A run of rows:
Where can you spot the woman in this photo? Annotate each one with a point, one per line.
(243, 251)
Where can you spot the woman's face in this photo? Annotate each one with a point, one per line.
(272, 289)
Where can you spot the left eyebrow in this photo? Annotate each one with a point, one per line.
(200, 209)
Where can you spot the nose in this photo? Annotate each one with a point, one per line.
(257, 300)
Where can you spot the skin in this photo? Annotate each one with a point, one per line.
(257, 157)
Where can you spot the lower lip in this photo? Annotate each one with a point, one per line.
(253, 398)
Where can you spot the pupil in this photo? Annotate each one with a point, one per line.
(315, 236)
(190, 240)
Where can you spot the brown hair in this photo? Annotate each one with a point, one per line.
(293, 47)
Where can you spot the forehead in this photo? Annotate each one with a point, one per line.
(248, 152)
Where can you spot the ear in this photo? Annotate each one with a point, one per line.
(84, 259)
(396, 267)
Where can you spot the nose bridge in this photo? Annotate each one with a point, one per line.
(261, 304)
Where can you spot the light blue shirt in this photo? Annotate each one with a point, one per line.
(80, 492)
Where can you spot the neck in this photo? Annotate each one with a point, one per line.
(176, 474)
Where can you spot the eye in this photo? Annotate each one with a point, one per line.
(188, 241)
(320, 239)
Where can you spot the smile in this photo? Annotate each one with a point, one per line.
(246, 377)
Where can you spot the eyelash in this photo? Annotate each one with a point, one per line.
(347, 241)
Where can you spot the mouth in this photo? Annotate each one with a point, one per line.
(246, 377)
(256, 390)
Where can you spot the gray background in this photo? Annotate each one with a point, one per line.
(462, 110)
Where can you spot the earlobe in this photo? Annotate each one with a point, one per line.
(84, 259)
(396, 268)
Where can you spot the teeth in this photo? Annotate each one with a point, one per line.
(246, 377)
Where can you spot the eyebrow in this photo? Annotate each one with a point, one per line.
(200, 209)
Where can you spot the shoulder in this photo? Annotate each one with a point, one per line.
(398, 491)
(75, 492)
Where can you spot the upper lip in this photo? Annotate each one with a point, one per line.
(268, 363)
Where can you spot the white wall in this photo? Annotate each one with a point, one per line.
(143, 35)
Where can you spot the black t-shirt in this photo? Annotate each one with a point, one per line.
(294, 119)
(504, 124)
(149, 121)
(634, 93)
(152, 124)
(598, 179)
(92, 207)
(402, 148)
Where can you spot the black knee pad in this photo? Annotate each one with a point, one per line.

* Problem statement: Reproduce every row above word for word, line by line.

* Solution to the problem:
Where can you spot the woman in this photo? Annotate each one with a point, one per line.
(243, 251)
Where can you spot the woman's face in this photo? Annotate each one with a point, one per line.
(272, 289)
Where can you spot the left eyebrow in this photo? Annotate each one with a point, one per line.
(200, 209)
Where can you spot the nose in this photo? Annotate each one with a point, one per line.
(257, 300)
Where can you spot the skin in this photo? Annotate each one with a point, one per line.
(257, 157)
Where can you spot the lower lip in this photo? Annotate each one with a point, one per line.
(253, 398)
Where can you spot the pupil in this photo? Annotate each one with a point, one per line.
(315, 236)
(190, 240)
Where can you spot the brown hair in this photo? Annotate each one with a point, one per line.
(293, 47)
Where can you spot the forehead in this photo? Annotate each one with a point, one per line.
(248, 152)
Where can you spot the ear in this photo? Annotate each one with a point, one per line.
(84, 259)
(396, 267)
Where can you spot the nose bridge in this photo? Annotate each one with a point, one per line.
(261, 304)
Where can you spot the light blue shirt in this photo? Annotate each one with a point, one per line.
(80, 492)
Where can you spot the neck in this photo? Annotate each one with a point, one per line.
(176, 474)
Where can you spot the eye in this photo? Annotate each one with a point, one per line.
(188, 241)
(320, 239)
Where can you spot the smile in this photo? Annotate each one with a point, one per line.
(246, 377)
Where can you spot the eyelash in this photo? Annotate each one with a point, one per line.
(347, 241)
Where can you spot the mouth in this photo? Annotate each one with a point, one per line.
(246, 377)
(256, 390)
Where can you spot the gray background in this photo? Annotate each one with a point, one per line.
(462, 110)
Where can you spot the earlobe in this photo? Annotate each one with a point, one per line.
(84, 259)
(396, 268)
Where can you spot the teeth in this photo? Annotate each one with a point, one per line.
(246, 377)
Where can you spot the eyebrow in this photo? Annotate each one with a point, one per line.
(200, 209)
Where can you spot the shoulder in this photo? Annotate each one with a point, one per line.
(398, 491)
(75, 492)
Where can you spot the upper lip in this photo? Annotate each one with a point, one per line.
(268, 363)
Where can you spot the white wall in this photo? Annotate each one with a point, one per line.
(143, 35)
Where can you spot the black t-shirt in this photo? Annotate each one with a point, one per line.
(294, 119)
(504, 124)
(149, 121)
(634, 93)
(152, 124)
(598, 179)
(92, 207)
(402, 148)
Where can you spot the black knee pad in this photo? Annotate each one with a point, one per line.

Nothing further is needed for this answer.